- Exercice proposé A
Reprenez les entrées de la ligne contenant « Where can the abstract » à la ligne contenant « point(749, 362) » en renommant « Query » en « Label », sans rien modifier d'autre.

L' Avènement d'une nouvelle reine des littératures de genre

©Bénédicte Roscot©Bénédicte Roscot

Il y aurait beaucoup à dire sur la manière dont sont fabriqués les titres dans l’édition. Comme les couvertures, ils sont la porte d’entrée vers les livres et relèvent donc autant du marketing que de l’artistique. Ils sont même souvent choisis sans se soucier des avis du romancier. Ce qui ouvre la porte à une série de fiascos désespérants. Certains sonnent comme des slogans de gourous du bien-être, d’autres sont des effets de style qui n’ont absolument aucun lien avec ce qui se joue à l’intérieur du livre, d’autres encore jouent la carte du mystère, de l’ésotérique sans qu’on comprenne vraiment pourquoi. Heureusement, à de rares occasions, un titre et une couverture s’accordent parfaitement à l’univers qui s’offre à vous, mieux, ils subliment le travail de l’écrivain et excitent nos papilles.

Aliène, le titre du nouveau roman de Phoebe Hadjimarkos Clarke est un jeu de mot subtil et féroce qui sonne comme un manifeste. Il aura suffi de deux livres pour faire de l’écrivaine franco-américaine la figure de proue d’une littérature queer qui entend faire de l’étrange et du malaise le moteur d’œuvres poétiques et engagées. Des romans de genre pour aborder les questions de genre, de la science-fiction, du fantastique, de l’horreur pour bousculer les certitudes de nos sociétés, s’affranchir des normes qu’elles ont érigées et inverser les rapports de force. En 2021 déjà, elle avait fait parler d’elle avec la publication de Tabor, aux confidentielles éditions Le Sabot. Fable survivaliste et passion lesbienne au cœur d’un monde qui se noie, ce premier roman marquait les esprits par sa capacité à marier les motifs de la catastrophe, de l’effondrement et une réflexion débridée sur l’amour libre, pulvérisant les carcans au milieu du chaos.

Aujourd’hui elle revient avec un nouvel objet littéraire non-identifié, un mashup improbable, dérangeant et dérangé entre La Soupe aux choux, Vincent doit mourir et Le Village de Night Shyamalan. Militante blessée par un tir de LBD pendant les manifestations de Gilets Jaunes, Fauvel a trouvé refuge dans un village perdu de la campagne française. Dans une atmosphère aride, caniculaire, elle est chargée de garder la chienne du père d’une de ses amies pendant qu’il est en voyage. Ou plutôt son clone puisqu’elle découvre le chien originel empaillé dans le salon. La manipulation génétique semble avoir fait ressortir le pire de l’animal, elle grogne, revient au petit matin avec de la chair collée à ses crocs et du sang sur les flancs.

- Exercice proposé B
Recopiez à l'identique, dans le texte sur le roman Aliène, le passage allant de « L' Avènement d'une » à « excitent nos papilles. ».

- Données de l'exercice
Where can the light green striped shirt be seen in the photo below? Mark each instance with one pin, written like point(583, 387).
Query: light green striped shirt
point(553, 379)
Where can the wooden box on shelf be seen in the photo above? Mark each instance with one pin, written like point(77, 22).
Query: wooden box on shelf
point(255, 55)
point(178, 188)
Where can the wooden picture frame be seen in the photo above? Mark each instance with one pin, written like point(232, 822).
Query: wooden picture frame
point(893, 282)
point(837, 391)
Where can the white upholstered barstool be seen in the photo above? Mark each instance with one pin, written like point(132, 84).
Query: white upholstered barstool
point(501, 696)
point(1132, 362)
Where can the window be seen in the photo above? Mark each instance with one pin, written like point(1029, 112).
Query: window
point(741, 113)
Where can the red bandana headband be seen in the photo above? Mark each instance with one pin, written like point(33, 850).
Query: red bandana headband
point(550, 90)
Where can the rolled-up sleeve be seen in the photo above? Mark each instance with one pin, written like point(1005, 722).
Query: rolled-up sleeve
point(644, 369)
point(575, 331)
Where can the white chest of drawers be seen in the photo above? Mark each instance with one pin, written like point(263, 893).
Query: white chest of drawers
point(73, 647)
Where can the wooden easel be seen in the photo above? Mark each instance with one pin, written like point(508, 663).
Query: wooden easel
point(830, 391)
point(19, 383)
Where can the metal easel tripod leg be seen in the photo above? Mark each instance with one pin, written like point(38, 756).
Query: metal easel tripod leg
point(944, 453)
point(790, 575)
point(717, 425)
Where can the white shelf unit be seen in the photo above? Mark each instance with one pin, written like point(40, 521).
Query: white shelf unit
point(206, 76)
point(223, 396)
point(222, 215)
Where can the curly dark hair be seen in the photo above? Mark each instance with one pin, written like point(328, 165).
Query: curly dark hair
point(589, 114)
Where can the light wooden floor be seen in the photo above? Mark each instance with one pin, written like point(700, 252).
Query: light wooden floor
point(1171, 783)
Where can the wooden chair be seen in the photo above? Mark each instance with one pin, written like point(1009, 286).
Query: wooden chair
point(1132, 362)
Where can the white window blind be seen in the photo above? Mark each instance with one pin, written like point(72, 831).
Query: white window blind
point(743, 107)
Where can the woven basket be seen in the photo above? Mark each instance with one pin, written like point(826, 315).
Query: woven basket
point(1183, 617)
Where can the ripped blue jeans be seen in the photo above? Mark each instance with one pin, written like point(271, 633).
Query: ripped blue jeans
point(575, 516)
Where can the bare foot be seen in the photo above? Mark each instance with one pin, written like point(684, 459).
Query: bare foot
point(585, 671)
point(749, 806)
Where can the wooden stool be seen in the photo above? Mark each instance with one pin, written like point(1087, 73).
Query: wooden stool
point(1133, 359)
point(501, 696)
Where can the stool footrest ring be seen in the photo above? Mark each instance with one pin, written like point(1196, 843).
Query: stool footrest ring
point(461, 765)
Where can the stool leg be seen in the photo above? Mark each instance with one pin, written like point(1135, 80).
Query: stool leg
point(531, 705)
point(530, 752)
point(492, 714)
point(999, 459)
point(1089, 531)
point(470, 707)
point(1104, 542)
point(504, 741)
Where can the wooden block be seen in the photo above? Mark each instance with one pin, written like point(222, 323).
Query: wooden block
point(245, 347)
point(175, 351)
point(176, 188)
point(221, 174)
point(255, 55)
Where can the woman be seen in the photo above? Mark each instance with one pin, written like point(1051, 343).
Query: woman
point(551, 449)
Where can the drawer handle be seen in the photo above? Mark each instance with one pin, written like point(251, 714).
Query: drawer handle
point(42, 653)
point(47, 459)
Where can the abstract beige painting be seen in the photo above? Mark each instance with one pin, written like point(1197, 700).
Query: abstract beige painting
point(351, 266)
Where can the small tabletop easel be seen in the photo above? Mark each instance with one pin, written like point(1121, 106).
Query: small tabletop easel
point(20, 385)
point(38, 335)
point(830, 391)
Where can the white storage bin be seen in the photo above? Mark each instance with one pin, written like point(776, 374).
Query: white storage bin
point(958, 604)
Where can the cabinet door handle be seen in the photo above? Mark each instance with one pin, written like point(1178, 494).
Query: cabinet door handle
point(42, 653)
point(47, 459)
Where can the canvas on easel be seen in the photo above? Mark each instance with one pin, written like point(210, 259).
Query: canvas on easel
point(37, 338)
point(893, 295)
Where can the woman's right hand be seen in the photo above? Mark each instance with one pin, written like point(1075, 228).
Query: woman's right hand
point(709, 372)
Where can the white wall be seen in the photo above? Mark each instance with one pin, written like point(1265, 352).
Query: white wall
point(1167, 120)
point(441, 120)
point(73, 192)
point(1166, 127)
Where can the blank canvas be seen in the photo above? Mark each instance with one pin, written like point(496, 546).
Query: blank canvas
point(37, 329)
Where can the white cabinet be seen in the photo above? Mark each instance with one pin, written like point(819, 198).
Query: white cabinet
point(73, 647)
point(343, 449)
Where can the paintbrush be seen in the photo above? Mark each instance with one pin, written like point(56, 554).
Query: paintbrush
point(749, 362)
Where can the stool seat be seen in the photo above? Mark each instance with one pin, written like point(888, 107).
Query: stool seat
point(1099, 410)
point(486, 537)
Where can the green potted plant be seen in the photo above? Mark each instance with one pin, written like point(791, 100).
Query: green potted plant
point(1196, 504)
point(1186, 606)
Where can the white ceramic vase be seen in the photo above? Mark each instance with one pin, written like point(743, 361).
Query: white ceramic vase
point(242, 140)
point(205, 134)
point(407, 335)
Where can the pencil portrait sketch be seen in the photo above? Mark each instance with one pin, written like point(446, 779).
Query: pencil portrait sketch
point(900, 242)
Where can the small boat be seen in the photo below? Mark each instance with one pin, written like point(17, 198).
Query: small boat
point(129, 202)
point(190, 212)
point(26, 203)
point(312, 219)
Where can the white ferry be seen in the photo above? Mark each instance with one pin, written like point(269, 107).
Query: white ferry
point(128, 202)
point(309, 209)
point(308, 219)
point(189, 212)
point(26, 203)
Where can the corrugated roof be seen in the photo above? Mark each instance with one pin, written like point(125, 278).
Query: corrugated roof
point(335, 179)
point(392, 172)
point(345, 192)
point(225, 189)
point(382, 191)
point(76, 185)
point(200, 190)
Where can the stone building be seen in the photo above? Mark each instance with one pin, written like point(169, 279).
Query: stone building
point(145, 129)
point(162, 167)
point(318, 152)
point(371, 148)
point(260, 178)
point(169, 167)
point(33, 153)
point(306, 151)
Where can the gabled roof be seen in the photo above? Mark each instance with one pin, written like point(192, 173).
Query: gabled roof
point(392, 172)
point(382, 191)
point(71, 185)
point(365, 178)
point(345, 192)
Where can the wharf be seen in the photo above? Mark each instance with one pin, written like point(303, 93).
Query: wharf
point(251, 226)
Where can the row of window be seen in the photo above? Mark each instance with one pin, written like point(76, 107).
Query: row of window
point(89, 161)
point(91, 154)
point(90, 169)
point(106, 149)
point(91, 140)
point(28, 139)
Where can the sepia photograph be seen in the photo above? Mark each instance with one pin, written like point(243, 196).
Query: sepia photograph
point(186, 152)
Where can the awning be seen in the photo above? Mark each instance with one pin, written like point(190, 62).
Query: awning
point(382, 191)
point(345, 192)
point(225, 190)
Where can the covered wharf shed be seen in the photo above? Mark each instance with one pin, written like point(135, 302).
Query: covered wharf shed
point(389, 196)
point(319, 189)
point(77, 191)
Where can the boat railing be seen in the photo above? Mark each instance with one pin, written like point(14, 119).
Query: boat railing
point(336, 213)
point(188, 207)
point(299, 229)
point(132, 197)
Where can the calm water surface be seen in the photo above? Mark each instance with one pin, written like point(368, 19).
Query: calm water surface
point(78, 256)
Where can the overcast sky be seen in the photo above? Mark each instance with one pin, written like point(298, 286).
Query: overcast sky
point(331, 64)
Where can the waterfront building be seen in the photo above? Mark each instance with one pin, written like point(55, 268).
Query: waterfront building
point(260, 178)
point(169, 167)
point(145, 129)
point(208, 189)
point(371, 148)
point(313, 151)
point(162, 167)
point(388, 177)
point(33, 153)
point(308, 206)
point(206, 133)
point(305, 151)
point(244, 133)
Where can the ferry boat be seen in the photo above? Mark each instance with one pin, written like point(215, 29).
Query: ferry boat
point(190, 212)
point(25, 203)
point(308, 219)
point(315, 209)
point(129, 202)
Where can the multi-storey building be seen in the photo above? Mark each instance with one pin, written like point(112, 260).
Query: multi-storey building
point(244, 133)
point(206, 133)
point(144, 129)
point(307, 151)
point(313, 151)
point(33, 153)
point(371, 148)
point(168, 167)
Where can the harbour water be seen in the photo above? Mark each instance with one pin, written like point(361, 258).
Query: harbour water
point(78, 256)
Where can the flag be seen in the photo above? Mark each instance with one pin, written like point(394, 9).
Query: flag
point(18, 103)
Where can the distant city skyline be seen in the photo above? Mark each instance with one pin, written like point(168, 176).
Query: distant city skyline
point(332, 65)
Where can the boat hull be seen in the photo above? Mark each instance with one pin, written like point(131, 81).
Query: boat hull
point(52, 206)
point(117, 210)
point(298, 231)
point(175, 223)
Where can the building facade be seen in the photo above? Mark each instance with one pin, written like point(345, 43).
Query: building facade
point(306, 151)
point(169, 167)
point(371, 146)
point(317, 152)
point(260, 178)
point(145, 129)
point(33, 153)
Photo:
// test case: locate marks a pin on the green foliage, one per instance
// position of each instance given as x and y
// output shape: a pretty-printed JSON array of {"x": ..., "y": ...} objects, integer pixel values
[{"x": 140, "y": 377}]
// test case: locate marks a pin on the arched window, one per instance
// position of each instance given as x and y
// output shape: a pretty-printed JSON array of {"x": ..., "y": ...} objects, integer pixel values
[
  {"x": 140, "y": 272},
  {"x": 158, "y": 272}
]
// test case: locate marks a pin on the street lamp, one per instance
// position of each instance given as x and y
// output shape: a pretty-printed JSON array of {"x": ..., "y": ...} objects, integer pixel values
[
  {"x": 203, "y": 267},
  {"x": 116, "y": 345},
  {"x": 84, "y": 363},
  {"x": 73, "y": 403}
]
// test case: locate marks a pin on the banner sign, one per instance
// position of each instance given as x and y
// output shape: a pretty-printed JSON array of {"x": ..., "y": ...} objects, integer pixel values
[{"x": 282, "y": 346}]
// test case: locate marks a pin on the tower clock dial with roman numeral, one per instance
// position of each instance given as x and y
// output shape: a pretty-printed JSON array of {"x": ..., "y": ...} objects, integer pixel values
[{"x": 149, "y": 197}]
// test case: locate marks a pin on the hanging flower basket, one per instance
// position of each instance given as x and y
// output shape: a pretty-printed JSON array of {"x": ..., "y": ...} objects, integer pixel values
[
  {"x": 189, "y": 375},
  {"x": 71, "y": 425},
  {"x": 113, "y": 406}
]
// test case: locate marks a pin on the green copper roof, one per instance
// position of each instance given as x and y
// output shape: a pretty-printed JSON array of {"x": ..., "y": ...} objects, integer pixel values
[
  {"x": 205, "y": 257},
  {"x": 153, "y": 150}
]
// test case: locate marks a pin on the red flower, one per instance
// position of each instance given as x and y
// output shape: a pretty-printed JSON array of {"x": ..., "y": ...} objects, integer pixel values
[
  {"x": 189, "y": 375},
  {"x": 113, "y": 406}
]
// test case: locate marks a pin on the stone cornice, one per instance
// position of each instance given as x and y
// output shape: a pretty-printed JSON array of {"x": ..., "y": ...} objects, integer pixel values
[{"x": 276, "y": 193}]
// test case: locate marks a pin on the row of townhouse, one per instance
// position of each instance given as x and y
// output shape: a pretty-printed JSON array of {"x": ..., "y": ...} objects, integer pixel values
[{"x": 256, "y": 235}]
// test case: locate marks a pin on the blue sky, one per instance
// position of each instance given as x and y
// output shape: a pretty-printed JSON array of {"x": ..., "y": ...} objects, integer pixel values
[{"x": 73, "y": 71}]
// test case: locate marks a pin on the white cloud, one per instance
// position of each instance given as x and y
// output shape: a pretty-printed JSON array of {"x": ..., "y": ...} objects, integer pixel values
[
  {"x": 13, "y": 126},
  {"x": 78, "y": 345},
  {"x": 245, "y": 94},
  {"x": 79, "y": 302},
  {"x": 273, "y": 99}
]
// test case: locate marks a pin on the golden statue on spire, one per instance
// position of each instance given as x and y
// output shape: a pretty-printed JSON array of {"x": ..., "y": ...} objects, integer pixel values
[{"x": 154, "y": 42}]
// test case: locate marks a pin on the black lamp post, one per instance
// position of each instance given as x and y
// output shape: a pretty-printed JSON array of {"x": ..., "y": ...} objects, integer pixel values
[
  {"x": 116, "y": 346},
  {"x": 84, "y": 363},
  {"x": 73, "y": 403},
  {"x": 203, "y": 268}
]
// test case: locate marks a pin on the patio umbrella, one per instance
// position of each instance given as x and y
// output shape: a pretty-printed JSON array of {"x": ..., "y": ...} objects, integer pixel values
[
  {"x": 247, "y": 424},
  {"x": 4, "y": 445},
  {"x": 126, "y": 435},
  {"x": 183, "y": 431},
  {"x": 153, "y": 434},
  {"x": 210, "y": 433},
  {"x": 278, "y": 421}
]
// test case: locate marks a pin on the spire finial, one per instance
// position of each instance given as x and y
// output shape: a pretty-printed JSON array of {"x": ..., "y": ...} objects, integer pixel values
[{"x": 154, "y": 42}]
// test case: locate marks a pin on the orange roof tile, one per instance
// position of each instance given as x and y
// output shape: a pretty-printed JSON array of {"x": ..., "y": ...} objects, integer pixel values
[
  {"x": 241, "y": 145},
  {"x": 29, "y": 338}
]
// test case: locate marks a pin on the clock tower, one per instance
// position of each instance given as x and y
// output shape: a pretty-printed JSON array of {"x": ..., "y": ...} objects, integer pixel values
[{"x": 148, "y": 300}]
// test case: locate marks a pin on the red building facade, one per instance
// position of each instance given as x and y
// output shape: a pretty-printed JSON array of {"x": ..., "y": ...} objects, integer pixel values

- Corrigé A
Where can the abstract beige painting be seen in the photo above? Mark each instance with one pin, written like point(1197, 700).
Label: abstract beige painting
point(351, 266)
Where can the small tabletop easel be seen in the photo above? Mark each instance with one pin, written like point(1121, 106).
Label: small tabletop easel
point(20, 385)
point(38, 335)
point(830, 391)
Where can the white storage bin be seen in the photo above? Mark each instance with one pin, written like point(776, 374).
Label: white storage bin
point(958, 604)
Where can the cabinet door handle be seen in the photo above? Mark each instance with one pin, written like point(1178, 494).
Label: cabinet door handle
point(42, 653)
point(47, 459)
Where can the canvas on easel be seen in the photo above? Mark each instance with one pin, written like point(210, 259).
Label: canvas on easel
point(37, 338)
point(893, 295)
Where can the woman's right hand be seen in the photo above? Mark each instance with one pin, written like point(1075, 228).
Label: woman's right hand
point(709, 372)
Where can the white wall be seen in the photo above? Mark each instance with one pin, written like point(1265, 352).
Label: white wall
point(1167, 120)
point(441, 120)
point(73, 192)
point(1166, 127)
Where can the blank canvas be seen in the photo above? Mark each instance with one pin, written like point(496, 546).
Label: blank canvas
point(37, 329)
Where can the white cabinet be seen in the photo above? Mark each instance with one pin, written like point(819, 198).
Label: white cabinet
point(73, 647)
point(343, 449)
Where can the paintbrush be seen in the photo above? Mark each instance with one pin, written like point(56, 554).
Label: paintbrush
point(749, 362)

- Corrigé B
L' Avènement d'une nouvelle reine des littératures de genre

©Bénédicte Roscot©Bénédicte Roscot

Il y aurait beaucoup à dire sur la manière dont sont fabriqués les titres dans l’édition. Comme les couvertures, ils sont la porte d’entrée vers les livres et relèvent donc autant du marketing que de l’artistique. Ils sont même souvent choisis sans se soucier des avis du romancier. Ce qui ouvre la porte à une série de fiascos désespérants. Certains sonnent comme des slogans de gourous du bien-être, d’autres sont des effets de style qui n’ont absolument aucun lien avec ce qui se joue à l’intérieur du livre, d’autres encore jouent la carte du mystère, de l’ésotérique sans qu’on comprenne vraiment pourquoi. Heureusement, à de rares occasions, un titre et une couverture s’accordent parfaitement à l’univers qui s’offre à vous, mieux, ils subliment le travail de l’écrivain et excitent nos papilles.